> **Task goal**
How many lines in the entries below contain the word "approximate"? Give only the number.
====== Data extracts ======
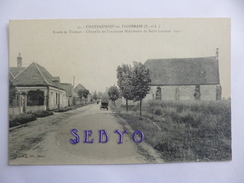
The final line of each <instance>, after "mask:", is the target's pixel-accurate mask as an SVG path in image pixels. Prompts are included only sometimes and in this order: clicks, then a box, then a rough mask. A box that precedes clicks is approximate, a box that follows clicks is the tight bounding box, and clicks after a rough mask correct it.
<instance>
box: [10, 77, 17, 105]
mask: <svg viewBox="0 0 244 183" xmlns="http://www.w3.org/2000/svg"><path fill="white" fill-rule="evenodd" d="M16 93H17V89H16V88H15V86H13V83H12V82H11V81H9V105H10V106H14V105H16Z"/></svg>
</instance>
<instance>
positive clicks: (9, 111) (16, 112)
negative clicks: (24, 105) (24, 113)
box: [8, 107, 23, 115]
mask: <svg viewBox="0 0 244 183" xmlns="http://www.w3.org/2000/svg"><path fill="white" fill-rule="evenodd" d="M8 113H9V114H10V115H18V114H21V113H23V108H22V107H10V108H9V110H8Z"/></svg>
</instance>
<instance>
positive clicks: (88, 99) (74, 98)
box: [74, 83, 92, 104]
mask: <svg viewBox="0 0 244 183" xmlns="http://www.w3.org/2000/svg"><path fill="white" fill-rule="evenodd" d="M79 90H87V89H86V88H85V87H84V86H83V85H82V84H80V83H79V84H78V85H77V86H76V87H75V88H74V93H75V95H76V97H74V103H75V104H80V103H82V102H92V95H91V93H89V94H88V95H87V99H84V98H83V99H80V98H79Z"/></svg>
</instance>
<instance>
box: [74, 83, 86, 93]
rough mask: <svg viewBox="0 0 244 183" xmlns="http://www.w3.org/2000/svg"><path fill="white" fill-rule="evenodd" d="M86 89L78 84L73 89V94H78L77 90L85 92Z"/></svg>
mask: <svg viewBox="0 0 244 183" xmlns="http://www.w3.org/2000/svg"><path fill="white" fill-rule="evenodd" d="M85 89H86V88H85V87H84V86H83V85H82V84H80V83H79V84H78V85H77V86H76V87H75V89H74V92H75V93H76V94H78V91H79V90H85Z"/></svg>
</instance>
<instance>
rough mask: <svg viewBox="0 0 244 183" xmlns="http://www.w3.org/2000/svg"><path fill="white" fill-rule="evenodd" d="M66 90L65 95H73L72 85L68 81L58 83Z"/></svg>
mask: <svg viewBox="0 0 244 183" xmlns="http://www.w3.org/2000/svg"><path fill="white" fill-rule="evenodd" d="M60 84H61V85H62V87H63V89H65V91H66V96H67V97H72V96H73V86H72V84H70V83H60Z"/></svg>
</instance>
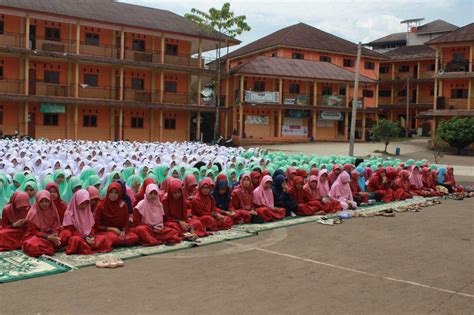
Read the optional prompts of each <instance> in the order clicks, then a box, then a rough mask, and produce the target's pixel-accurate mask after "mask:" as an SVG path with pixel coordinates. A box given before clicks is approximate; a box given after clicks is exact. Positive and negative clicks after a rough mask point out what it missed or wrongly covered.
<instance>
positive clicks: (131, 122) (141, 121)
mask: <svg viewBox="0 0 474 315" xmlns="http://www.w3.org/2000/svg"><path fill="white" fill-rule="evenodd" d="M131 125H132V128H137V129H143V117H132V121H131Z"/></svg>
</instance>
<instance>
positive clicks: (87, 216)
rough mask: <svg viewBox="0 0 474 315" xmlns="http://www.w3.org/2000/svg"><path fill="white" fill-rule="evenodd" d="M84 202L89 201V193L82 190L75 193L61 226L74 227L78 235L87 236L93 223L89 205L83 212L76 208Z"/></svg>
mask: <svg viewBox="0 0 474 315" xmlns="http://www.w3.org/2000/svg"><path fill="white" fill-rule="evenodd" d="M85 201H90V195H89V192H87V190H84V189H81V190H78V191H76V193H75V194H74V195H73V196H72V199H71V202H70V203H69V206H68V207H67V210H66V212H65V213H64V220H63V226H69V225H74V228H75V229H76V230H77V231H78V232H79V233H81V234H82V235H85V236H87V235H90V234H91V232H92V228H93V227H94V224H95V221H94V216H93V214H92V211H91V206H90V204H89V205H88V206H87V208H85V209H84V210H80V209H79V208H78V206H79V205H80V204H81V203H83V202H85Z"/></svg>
======
====== Data extracts ======
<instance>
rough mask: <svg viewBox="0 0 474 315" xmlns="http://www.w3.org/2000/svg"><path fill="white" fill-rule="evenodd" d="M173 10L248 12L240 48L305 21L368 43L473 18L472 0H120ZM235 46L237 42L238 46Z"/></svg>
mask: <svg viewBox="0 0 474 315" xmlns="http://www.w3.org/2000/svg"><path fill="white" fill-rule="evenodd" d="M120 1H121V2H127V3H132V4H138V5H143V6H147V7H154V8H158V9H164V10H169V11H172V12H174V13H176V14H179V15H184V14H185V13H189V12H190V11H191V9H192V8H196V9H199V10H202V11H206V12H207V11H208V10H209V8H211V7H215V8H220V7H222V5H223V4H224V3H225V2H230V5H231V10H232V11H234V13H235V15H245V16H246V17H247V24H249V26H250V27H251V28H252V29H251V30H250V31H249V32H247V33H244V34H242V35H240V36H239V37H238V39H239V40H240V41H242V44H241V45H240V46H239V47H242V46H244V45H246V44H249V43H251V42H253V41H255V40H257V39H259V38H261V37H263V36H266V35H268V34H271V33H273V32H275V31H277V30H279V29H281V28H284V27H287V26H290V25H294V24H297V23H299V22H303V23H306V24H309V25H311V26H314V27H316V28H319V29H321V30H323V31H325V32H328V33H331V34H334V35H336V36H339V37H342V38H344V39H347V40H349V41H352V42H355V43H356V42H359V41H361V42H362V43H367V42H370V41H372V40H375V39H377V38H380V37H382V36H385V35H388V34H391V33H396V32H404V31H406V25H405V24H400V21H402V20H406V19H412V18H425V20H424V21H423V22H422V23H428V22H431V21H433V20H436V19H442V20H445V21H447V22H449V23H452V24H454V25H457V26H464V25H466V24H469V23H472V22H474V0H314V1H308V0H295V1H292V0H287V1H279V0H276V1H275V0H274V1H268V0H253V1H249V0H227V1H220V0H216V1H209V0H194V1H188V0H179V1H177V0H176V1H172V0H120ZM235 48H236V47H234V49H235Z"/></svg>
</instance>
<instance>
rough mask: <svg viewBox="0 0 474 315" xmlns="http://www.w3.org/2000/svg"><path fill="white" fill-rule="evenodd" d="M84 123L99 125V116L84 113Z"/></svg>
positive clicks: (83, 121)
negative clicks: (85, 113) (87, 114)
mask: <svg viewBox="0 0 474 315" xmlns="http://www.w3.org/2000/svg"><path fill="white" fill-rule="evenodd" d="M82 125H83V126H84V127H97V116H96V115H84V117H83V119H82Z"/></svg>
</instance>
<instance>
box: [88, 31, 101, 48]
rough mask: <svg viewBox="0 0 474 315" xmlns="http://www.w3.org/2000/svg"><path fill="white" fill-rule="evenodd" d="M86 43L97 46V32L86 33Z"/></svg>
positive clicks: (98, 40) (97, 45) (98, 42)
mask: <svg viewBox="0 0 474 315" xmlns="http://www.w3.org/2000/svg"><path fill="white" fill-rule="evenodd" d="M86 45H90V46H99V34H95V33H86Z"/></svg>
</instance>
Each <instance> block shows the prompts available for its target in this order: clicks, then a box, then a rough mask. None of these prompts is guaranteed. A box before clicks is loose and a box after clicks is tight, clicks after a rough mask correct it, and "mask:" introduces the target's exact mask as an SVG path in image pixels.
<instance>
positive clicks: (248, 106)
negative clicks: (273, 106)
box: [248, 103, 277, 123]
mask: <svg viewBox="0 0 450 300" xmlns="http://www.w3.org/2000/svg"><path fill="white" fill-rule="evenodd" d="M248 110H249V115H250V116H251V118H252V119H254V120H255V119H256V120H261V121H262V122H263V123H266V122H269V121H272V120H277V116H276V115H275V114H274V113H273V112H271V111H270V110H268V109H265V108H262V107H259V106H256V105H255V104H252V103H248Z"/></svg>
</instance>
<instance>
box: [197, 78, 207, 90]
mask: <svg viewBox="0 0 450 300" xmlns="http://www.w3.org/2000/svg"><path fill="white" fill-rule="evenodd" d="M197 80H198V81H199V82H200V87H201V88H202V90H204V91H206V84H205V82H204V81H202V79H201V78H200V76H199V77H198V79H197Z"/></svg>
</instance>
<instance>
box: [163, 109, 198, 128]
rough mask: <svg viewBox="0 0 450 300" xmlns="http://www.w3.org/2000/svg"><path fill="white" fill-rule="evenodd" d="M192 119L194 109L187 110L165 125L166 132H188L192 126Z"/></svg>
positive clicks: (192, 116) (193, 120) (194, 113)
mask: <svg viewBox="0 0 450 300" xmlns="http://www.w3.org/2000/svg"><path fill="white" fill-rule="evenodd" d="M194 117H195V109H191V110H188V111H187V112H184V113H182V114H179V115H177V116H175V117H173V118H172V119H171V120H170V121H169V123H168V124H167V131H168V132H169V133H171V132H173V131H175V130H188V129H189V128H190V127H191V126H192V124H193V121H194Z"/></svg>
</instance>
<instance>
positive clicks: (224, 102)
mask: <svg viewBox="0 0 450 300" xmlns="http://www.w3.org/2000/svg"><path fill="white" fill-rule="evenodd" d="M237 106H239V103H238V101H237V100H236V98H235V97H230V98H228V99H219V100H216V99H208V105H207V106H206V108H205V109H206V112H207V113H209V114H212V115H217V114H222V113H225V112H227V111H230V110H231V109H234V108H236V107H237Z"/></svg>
======
====== Data extracts ======
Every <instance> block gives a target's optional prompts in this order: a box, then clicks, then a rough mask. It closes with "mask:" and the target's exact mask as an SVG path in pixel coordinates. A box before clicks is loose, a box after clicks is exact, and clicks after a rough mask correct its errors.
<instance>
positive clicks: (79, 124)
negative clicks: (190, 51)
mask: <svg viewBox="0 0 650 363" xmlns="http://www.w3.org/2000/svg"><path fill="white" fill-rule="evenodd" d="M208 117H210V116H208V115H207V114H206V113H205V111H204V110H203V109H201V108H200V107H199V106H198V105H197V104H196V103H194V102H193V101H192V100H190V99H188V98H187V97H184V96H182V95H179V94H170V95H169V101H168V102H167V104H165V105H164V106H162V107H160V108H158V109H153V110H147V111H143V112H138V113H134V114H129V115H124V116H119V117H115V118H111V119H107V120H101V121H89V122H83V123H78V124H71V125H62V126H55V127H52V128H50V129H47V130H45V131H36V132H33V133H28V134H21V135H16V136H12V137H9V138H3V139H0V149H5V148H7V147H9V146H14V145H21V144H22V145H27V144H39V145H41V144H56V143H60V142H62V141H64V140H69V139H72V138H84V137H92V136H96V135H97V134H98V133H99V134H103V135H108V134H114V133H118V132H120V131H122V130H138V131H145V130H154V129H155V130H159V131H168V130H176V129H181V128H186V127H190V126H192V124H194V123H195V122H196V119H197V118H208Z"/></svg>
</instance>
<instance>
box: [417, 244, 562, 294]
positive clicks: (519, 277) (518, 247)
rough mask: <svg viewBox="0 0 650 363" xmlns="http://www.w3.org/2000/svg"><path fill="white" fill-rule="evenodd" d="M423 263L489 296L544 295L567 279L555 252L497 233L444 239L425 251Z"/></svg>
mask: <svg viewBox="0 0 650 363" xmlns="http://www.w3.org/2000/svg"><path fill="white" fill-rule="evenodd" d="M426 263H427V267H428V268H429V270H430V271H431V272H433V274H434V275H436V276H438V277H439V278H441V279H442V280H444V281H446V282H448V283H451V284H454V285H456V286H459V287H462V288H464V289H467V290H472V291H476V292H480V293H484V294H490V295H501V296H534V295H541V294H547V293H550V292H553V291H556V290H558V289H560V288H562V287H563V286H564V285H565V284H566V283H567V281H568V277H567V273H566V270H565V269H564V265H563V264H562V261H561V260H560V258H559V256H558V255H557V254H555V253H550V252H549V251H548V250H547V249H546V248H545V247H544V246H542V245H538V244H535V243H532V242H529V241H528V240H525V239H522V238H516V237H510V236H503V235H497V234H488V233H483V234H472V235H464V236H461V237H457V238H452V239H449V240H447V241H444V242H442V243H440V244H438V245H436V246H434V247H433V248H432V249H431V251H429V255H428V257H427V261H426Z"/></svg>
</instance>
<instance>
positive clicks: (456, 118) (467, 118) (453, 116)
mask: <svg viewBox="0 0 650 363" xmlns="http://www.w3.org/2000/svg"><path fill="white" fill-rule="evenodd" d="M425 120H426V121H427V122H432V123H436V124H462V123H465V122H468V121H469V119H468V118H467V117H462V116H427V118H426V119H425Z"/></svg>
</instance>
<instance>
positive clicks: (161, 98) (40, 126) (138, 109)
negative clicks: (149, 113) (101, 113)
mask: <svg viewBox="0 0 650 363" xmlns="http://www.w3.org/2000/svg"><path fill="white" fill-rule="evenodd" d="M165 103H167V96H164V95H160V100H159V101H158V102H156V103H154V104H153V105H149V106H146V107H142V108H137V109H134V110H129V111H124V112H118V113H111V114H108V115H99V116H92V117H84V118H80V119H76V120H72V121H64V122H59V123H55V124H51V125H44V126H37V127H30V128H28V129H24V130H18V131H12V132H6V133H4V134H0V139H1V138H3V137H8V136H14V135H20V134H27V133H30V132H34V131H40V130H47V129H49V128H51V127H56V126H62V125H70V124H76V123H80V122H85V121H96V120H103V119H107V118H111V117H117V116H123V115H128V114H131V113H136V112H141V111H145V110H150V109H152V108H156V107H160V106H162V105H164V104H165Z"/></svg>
======
> **Written reply**
2